**提示された抜粋**
糖尿病などで糖質制限を余儀なくされている場合を除き、素人判断で行う糖質制限はとても危険です。一食につきごはんお茶碗軽く一膳はいただきましょう。
ビタミン・ミネラル
カルシウムやビタミン、ミネラル類は、骨や歯を強くしたり、体調を整えたりするために働きます。野菜や乳製品、海草、種実類、雑穀などを十分に取りたいところですが、高齢者には硬く、消化・吸収に問題が出やすいものもあります。
ごまなどの種実類はすり鉢でペースト状にすりつぶして和え衣にしたり、雑穀はやわらかく炊いておかゆやスープに入れたりして、消化器系の負担にならないように利用してください。

**提供データ**
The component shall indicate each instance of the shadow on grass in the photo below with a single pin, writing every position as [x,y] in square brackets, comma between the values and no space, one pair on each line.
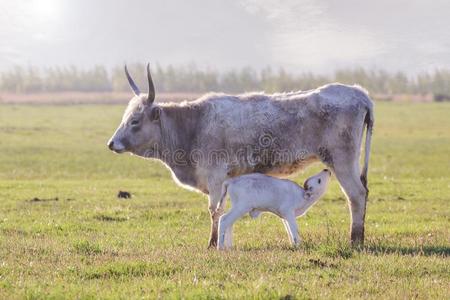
[424,250]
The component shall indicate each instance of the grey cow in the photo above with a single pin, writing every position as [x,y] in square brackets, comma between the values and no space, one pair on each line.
[218,136]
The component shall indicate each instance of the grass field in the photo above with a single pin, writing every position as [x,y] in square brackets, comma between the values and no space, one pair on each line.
[64,234]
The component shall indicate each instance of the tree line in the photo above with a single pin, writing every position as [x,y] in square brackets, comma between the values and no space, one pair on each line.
[190,78]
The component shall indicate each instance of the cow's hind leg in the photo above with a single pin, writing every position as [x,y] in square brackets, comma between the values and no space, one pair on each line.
[347,173]
[215,213]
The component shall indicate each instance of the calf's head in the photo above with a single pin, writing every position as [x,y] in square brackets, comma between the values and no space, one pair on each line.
[140,130]
[316,185]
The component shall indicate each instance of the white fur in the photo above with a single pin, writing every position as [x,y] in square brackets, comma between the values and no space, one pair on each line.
[256,193]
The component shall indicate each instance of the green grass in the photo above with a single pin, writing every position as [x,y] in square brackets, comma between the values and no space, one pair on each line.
[64,234]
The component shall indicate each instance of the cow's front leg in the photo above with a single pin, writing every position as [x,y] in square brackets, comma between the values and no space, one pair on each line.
[215,213]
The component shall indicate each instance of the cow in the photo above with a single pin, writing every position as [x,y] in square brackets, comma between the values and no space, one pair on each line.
[218,136]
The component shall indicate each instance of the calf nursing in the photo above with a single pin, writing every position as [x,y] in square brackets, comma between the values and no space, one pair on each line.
[256,193]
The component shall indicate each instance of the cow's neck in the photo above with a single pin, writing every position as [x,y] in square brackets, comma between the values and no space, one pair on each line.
[178,126]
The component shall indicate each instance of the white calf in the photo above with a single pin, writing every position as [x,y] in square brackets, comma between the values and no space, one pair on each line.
[256,193]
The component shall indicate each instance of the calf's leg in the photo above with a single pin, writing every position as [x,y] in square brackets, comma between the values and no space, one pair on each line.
[215,213]
[293,229]
[226,224]
[288,230]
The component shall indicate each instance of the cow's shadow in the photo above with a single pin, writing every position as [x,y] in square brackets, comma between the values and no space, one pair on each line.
[369,248]
[423,250]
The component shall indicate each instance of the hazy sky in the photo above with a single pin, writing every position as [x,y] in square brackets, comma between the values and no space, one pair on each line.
[300,35]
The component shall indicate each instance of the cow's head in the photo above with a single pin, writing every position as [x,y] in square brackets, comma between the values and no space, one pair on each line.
[139,132]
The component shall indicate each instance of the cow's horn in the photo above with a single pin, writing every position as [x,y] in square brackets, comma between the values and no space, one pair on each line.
[131,82]
[151,87]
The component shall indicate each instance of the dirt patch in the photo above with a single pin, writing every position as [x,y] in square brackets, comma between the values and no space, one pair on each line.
[37,199]
[106,218]
[123,195]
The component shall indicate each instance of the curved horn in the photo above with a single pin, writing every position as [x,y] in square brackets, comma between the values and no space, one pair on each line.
[151,87]
[131,82]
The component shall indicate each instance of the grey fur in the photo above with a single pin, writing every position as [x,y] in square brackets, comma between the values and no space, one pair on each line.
[325,124]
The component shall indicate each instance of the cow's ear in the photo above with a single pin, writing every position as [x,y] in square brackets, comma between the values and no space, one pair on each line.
[308,194]
[155,114]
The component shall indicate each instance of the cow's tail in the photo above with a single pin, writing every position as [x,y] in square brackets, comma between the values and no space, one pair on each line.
[368,122]
[223,195]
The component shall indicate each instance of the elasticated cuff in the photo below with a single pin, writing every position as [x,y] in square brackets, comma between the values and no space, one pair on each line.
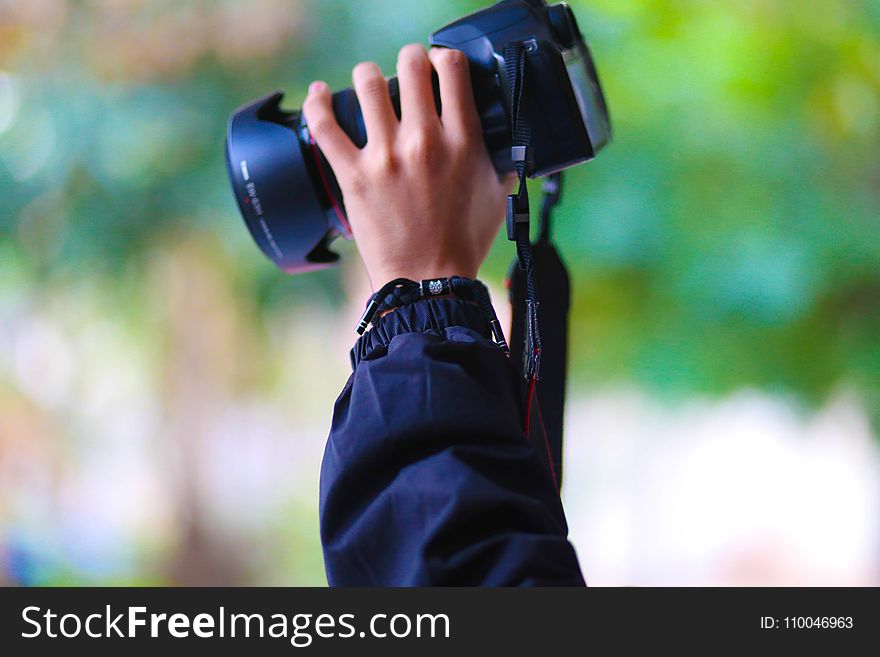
[423,316]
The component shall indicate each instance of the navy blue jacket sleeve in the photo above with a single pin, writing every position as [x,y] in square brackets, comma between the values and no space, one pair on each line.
[428,478]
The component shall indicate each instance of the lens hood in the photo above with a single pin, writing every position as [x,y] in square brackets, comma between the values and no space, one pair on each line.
[273,178]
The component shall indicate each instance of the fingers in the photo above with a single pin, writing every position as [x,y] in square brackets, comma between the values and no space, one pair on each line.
[459,110]
[318,110]
[414,71]
[372,93]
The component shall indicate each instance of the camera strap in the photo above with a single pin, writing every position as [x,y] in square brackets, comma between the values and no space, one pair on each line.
[536,267]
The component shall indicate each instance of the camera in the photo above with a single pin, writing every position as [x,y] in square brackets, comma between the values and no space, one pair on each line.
[287,192]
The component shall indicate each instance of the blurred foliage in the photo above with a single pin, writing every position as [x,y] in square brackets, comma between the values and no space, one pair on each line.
[727,238]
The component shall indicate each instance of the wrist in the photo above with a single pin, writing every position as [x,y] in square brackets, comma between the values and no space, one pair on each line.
[418,272]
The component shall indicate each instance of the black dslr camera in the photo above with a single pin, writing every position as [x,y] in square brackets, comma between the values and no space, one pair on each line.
[288,193]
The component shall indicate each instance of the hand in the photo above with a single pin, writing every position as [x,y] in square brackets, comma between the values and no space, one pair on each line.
[422,197]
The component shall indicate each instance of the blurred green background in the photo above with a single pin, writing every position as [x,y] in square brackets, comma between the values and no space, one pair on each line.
[164,390]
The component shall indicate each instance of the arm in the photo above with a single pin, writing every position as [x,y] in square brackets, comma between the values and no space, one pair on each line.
[428,478]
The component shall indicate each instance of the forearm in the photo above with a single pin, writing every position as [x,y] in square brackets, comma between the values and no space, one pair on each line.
[428,478]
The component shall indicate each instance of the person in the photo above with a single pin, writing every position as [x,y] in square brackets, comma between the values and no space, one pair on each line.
[428,478]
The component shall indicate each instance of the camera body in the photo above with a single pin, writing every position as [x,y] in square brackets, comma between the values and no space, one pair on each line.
[287,192]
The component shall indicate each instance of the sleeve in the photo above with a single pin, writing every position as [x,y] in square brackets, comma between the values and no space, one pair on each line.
[428,478]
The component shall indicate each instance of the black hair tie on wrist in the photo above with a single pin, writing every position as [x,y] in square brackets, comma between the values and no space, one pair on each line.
[403,291]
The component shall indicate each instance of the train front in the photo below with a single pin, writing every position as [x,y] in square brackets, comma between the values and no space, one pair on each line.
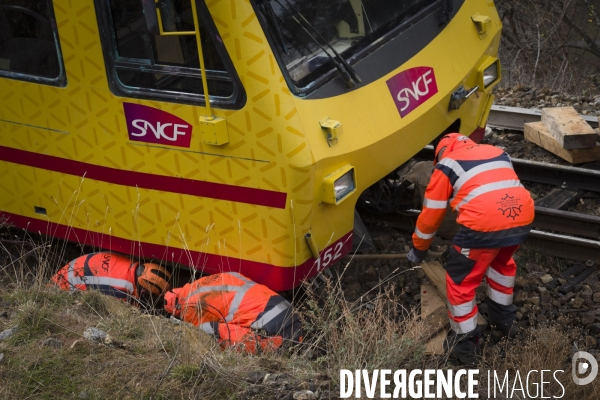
[373,82]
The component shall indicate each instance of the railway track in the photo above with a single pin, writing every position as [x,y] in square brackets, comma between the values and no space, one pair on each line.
[558,233]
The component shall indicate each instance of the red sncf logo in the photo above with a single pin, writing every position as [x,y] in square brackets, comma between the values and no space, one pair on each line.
[411,88]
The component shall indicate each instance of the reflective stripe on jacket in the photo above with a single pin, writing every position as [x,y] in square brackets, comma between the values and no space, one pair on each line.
[111,274]
[481,186]
[233,299]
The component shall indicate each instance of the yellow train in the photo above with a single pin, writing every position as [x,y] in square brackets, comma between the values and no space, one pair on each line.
[107,138]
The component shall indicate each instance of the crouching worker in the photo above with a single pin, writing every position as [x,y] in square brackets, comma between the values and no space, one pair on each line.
[237,311]
[117,276]
[494,212]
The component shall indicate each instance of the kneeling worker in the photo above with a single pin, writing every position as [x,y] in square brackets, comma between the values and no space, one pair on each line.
[116,276]
[494,212]
[237,311]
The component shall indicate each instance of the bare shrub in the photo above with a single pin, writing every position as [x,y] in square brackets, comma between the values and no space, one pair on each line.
[553,44]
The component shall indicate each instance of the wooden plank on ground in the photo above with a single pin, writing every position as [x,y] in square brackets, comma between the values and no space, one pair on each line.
[568,128]
[434,312]
[437,275]
[536,132]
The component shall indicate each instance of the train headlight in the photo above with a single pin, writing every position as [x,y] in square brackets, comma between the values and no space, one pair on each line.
[339,185]
[489,74]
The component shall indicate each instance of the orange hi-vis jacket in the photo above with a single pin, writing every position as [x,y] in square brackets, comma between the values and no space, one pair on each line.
[481,186]
[234,308]
[111,274]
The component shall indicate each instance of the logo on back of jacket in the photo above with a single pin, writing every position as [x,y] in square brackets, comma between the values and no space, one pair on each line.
[411,88]
[509,206]
[151,125]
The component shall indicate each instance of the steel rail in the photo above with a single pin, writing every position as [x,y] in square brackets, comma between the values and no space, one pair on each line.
[584,225]
[558,175]
[505,117]
[548,243]
[550,174]
[569,247]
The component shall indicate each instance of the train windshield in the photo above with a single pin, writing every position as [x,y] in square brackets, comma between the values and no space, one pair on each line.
[308,33]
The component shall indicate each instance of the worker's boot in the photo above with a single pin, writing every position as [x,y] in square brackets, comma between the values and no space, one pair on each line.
[503,318]
[465,348]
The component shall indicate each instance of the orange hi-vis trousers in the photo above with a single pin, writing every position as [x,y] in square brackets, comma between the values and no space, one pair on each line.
[465,269]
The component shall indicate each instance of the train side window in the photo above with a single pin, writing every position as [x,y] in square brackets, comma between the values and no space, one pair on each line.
[144,65]
[29,45]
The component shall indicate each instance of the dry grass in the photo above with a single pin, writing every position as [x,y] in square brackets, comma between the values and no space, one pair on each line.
[150,357]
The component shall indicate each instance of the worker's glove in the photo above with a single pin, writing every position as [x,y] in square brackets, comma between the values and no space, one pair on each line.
[445,255]
[415,256]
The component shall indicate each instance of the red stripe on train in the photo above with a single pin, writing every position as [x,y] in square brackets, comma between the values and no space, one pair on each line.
[261,197]
[276,278]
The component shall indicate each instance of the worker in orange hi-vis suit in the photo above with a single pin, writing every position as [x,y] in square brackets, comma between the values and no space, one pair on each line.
[237,311]
[115,275]
[495,213]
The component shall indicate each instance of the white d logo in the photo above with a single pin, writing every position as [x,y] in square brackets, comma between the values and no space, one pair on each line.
[590,365]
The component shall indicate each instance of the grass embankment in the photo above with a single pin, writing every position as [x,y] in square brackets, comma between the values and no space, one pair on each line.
[149,356]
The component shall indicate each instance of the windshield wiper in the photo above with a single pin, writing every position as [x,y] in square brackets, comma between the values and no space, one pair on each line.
[268,12]
[348,74]
[347,66]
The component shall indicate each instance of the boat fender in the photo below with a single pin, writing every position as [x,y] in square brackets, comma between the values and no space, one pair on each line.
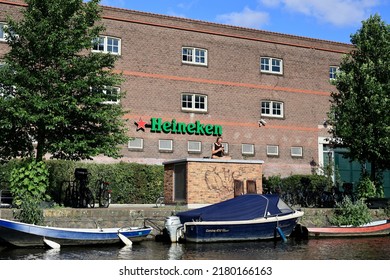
[173,225]
[281,234]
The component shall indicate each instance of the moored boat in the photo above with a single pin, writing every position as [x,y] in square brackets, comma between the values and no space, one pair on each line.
[376,228]
[20,234]
[243,218]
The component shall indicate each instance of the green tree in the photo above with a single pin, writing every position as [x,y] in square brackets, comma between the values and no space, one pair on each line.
[360,108]
[53,87]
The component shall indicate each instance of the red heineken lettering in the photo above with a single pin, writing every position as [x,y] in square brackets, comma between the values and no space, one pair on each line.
[157,125]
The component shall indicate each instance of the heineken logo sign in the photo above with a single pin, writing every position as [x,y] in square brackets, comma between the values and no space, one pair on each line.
[174,127]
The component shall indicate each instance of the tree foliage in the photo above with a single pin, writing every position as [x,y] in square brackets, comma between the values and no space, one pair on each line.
[53,86]
[360,108]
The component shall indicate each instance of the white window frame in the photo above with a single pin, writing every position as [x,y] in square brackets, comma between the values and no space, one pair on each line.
[193,102]
[161,143]
[102,43]
[248,149]
[190,55]
[272,109]
[333,72]
[272,150]
[118,94]
[136,144]
[196,149]
[296,151]
[268,65]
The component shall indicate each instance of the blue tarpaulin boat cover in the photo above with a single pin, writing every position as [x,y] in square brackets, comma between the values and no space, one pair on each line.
[243,207]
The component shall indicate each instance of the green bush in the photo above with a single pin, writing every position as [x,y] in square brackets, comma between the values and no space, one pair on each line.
[347,212]
[28,184]
[366,188]
[130,182]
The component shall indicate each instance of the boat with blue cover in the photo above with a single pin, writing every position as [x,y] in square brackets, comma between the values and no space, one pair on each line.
[243,218]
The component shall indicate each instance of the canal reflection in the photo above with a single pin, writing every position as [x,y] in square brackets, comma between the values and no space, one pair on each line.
[377,248]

**問題**
抜粋の内容をもとに、次の問いに答えてください。
(a) ごはんは一食につきどのくらい食べるよう勧められていますか。
(b) カルシウムやビタミン、ミネラル類は何のために働くと書かれていますか。
(c) 雑穀はどのように利用するよう勧められていますか。
データを参照する必要はありません。

**解答**
(a) お茶碗に軽く一膳食べるよう勧められています。
(b) 骨や歯を強くしたり、体調を整えたりするために働くと書かれています。
(c) やわらかく炊いて、おかゆやスープに入れて利用するよう勧められています。